Dataset excerpt:
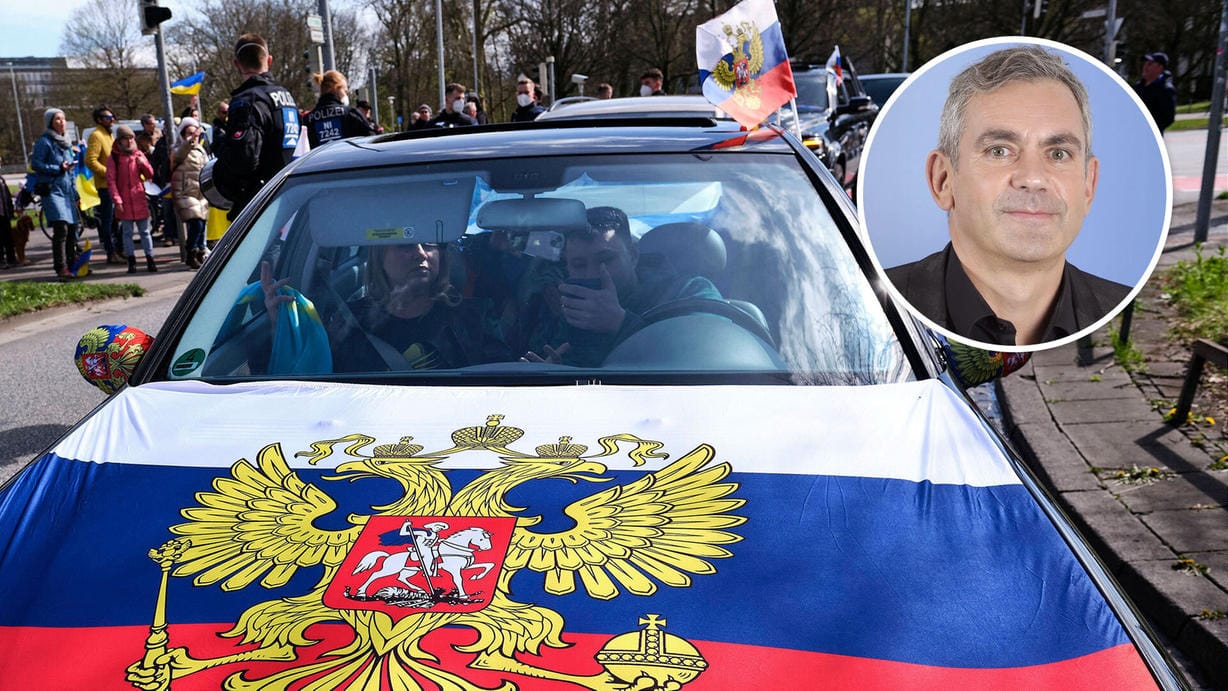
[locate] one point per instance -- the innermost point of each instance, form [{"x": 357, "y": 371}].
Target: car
[
  {"x": 768, "y": 476},
  {"x": 881, "y": 86},
  {"x": 834, "y": 117}
]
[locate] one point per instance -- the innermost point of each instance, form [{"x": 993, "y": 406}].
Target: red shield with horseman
[{"x": 405, "y": 565}]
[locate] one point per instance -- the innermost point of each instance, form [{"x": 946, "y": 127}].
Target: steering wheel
[{"x": 707, "y": 306}]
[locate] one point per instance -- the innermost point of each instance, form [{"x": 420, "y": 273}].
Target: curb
[{"x": 1130, "y": 546}]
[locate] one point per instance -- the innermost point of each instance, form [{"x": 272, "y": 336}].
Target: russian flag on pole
[
  {"x": 189, "y": 85},
  {"x": 835, "y": 65},
  {"x": 743, "y": 64}
]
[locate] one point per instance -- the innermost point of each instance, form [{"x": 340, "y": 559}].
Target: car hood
[{"x": 846, "y": 533}]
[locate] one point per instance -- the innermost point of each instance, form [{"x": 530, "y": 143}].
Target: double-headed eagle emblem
[
  {"x": 437, "y": 557},
  {"x": 737, "y": 71}
]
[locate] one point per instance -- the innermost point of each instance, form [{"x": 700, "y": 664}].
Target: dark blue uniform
[
  {"x": 264, "y": 130},
  {"x": 332, "y": 120}
]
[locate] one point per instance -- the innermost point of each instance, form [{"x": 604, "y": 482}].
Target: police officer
[
  {"x": 333, "y": 118},
  {"x": 263, "y": 127}
]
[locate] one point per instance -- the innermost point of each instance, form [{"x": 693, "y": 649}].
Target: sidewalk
[
  {"x": 172, "y": 273},
  {"x": 1078, "y": 420}
]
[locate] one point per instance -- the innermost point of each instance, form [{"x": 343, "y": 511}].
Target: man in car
[
  {"x": 1014, "y": 172},
  {"x": 263, "y": 127},
  {"x": 604, "y": 296}
]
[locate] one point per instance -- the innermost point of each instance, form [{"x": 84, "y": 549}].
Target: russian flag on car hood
[
  {"x": 743, "y": 65},
  {"x": 330, "y": 535}
]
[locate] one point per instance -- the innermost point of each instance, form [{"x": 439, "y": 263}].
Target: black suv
[{"x": 835, "y": 117}]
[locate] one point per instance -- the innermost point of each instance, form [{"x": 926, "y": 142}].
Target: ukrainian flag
[{"x": 188, "y": 86}]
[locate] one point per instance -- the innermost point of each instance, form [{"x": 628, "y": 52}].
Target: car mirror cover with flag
[{"x": 743, "y": 64}]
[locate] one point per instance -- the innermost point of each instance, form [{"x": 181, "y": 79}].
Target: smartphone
[{"x": 591, "y": 284}]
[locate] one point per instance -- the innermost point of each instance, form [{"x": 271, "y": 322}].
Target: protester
[
  {"x": 527, "y": 107},
  {"x": 453, "y": 113},
  {"x": 263, "y": 125},
  {"x": 219, "y": 134},
  {"x": 53, "y": 165},
  {"x": 189, "y": 203},
  {"x": 7, "y": 248},
  {"x": 365, "y": 108},
  {"x": 479, "y": 114},
  {"x": 651, "y": 82},
  {"x": 163, "y": 212},
  {"x": 124, "y": 169},
  {"x": 1157, "y": 91},
  {"x": 424, "y": 118},
  {"x": 333, "y": 118},
  {"x": 97, "y": 150}
]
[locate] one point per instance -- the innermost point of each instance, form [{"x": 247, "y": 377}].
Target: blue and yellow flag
[{"x": 188, "y": 86}]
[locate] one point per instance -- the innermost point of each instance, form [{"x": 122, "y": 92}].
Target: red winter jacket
[{"x": 125, "y": 185}]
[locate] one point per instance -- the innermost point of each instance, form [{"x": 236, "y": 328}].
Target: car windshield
[
  {"x": 678, "y": 268},
  {"x": 812, "y": 90}
]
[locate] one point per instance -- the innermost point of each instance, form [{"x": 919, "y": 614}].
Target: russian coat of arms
[{"x": 440, "y": 557}]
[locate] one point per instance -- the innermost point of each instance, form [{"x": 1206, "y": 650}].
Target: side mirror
[
  {"x": 107, "y": 356},
  {"x": 973, "y": 366}
]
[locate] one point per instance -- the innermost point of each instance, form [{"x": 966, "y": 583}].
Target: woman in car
[{"x": 410, "y": 317}]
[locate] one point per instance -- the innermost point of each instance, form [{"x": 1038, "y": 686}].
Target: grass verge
[
  {"x": 19, "y": 297},
  {"x": 1199, "y": 291}
]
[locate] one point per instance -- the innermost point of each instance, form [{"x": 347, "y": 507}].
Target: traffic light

Instruction: Select every line of the material that contains the word "russian", and copy each one.

Response for this exercise:
Target: russian flag on pole
Target: russian flag on car hood
Target: russian coat of arms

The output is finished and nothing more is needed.